(SET TASK)
Treat the line containing "the girl's brown" as the first line and the final line of the material below as the last; reproduce that range exactly.

(INPUT)
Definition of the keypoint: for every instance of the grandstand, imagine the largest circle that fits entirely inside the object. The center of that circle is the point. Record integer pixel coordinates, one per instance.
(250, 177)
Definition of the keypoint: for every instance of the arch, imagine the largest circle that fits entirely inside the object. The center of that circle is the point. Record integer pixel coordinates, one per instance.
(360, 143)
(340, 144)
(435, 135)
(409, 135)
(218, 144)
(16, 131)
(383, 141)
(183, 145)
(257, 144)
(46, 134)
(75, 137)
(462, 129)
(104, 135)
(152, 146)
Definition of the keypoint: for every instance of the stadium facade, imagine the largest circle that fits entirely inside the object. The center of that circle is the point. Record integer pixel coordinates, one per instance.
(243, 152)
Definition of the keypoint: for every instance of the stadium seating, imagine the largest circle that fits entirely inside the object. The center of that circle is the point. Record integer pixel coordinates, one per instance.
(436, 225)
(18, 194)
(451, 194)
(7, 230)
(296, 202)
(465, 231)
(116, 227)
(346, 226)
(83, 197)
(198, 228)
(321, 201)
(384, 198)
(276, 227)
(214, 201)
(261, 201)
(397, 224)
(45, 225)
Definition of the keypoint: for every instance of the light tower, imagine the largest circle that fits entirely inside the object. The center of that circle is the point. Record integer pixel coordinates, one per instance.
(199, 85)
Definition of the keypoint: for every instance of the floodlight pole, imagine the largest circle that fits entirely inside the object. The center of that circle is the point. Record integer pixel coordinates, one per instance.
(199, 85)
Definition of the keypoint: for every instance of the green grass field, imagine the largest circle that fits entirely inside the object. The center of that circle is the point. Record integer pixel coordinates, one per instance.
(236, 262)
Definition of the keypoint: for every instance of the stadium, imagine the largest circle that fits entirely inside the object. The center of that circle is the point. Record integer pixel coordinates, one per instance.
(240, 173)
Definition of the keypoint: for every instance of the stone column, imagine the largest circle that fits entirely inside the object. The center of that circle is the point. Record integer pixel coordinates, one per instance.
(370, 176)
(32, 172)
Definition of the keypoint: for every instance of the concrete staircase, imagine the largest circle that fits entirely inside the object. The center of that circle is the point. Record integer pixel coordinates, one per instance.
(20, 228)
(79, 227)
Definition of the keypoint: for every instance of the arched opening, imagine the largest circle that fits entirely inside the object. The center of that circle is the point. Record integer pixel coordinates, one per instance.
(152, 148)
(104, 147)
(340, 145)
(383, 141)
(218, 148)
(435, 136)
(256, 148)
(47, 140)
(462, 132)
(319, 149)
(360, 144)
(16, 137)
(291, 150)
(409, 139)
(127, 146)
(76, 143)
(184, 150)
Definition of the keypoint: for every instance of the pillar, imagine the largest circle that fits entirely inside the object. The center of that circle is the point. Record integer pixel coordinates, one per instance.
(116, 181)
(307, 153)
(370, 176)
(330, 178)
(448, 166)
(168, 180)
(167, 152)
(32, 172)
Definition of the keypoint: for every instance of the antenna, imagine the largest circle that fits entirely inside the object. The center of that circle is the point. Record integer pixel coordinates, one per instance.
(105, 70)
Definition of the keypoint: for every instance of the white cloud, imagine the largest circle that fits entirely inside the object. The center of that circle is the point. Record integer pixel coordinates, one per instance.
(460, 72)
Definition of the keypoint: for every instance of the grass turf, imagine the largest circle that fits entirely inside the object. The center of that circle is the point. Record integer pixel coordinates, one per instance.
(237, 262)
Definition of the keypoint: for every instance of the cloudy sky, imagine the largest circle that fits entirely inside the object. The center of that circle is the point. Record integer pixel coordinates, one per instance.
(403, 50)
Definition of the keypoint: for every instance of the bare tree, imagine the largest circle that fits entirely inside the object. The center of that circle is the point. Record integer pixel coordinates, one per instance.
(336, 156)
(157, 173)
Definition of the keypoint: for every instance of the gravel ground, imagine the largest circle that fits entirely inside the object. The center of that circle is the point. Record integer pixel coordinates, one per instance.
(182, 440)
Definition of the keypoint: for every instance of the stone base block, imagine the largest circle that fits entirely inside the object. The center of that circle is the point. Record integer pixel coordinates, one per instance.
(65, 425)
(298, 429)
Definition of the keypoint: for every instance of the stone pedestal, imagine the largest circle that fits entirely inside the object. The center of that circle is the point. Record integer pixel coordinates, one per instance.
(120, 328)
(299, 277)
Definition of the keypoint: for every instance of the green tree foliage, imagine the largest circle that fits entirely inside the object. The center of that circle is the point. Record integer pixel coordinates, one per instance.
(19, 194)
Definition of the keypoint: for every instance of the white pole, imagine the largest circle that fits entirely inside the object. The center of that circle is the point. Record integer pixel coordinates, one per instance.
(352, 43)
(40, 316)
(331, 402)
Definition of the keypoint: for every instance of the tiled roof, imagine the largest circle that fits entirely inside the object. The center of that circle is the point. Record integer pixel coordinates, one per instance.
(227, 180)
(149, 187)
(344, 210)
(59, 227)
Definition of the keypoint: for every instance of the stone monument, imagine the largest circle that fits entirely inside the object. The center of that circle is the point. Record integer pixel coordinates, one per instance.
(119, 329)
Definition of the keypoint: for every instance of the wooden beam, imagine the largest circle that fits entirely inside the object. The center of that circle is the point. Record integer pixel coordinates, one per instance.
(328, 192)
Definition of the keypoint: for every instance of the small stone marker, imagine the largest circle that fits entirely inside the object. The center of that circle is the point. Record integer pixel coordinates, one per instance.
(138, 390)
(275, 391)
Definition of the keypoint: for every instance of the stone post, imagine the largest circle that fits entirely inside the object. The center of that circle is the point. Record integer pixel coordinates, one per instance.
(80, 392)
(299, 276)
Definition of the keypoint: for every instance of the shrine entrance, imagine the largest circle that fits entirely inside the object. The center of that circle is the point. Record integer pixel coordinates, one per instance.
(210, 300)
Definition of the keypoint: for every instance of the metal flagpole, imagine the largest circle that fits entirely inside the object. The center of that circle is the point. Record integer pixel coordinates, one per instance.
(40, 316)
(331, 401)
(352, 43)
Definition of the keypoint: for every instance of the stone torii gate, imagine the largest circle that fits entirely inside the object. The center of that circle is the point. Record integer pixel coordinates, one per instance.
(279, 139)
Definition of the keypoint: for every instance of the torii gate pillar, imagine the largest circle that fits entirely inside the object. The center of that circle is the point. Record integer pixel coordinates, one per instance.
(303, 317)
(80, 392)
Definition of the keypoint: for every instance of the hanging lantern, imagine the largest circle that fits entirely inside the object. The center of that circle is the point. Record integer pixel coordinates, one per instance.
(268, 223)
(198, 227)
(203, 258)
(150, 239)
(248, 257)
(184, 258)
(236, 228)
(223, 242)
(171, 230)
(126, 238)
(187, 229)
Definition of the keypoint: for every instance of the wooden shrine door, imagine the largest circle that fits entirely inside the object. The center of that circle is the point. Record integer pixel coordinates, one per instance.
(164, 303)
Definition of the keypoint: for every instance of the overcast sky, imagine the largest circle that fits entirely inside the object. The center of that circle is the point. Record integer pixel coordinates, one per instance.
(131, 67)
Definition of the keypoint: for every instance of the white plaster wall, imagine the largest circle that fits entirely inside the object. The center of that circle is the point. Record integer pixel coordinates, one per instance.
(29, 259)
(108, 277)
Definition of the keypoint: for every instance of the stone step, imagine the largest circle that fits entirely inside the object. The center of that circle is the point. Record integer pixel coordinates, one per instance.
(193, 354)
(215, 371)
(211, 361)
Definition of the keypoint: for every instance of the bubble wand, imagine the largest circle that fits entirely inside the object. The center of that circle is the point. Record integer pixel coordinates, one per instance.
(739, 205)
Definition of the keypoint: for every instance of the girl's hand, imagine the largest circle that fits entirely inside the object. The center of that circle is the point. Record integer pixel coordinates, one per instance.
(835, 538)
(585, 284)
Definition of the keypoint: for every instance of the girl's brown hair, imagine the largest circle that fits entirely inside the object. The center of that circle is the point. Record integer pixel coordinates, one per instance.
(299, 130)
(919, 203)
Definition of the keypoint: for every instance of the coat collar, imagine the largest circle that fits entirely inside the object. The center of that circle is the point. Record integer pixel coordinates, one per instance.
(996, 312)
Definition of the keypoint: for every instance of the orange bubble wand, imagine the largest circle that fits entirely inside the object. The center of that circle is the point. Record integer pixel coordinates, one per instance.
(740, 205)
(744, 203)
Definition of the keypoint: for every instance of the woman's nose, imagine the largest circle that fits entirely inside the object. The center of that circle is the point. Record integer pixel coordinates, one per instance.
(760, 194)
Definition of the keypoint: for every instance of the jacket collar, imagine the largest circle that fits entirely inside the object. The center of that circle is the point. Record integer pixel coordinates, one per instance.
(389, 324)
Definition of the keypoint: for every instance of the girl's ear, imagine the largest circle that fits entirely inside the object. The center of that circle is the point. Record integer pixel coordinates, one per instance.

(OUTPUT BELOW)
Definition of the keypoint: for every instance of the girl's brown hair, imagine the largest circle that fits entirely inside the object. The center of that circle is the point. Record integer pixel coordinates, one per instance.
(299, 130)
(919, 203)
Definition of the keypoint: for every instance of the coat collar, imagine the largest circle that fits entirely inside the object. The center of that circle is the point. Record integer pixel coordinates, one per instance.
(996, 312)
Definition of the keypoint: for every instance of the orange bubble wand, imagine the largest circle that fits entirely inside the object. The center of that circle is the point. Record integer pixel coordinates, one per instance.
(740, 205)
(744, 203)
Definition of the keypoint: for every instance of the woman's nose, imagine the largest circle that fits entirely inside the object. The center of that circle is the point. Record integer pixel coordinates, one per instance.
(760, 194)
Definition of the keypoint: for every instance of the jacket collar, imagine the largest circle that fits entirely inside the object. The center of that circle is the point. Record integer pixel coordinates, one per instance.
(389, 324)
Definition of the keypoint: for every instance of the girl's ear, imagine the largest circle that fits entirely inside the object. The center of that circle is the point. Record integer pixel coordinates, one per instance.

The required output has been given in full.